__Raw data__
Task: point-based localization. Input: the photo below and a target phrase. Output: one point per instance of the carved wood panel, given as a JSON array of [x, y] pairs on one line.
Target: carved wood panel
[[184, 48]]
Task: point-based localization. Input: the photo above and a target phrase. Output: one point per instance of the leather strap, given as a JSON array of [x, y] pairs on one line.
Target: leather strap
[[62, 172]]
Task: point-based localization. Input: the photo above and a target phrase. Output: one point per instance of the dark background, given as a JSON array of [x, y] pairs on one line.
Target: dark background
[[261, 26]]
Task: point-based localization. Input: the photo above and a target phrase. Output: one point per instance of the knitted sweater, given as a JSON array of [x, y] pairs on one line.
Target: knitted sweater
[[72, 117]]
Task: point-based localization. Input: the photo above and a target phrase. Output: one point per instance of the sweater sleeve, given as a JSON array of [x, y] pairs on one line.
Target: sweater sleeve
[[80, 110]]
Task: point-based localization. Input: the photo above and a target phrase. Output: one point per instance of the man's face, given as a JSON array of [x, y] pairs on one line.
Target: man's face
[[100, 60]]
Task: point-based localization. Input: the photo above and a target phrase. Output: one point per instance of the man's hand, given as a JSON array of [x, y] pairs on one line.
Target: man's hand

__Activity__
Your answer should consist of every line from the entries that holds "pairs".

__Response to this exercise__
Task: point-based localization. Input: the photo below and a target phrase. Output: one point per instance of the carved wood panel, given as a JSON array of [x, y] pairs on one line.
Task: point-based localization. Input: the photo above and a target phrase. Output: one point per instance of the leather strap, given as a JSON array of [x, y] pairs on one line.
Task: point-based localization. Input: the photo above and a target phrase. Output: one point per instance of the dark background, given as a JSON array of [x, y] pairs on one line.
Task: point-based localization. Input: the photo above and a target phrase. Output: one point per instance of the knitted sweater, given as a JSON array of [x, y] pairs on one line.
Task: point-based localization. Input: the photo above and a target phrase. Output: one point per instance of the sweater sleeve, given as a JSON array of [x, y] pairs on one line.
Task: point-based localization. Input: the photo above and a target phrase. Output: one point per instance of the man's face, given as a JSON array of [x, y] pairs on one line.
Task: point-based localization. Input: the photo above and a target phrase. Output: one point per instance of the man's hand, given as a JSON array of [x, y] pairs on one line.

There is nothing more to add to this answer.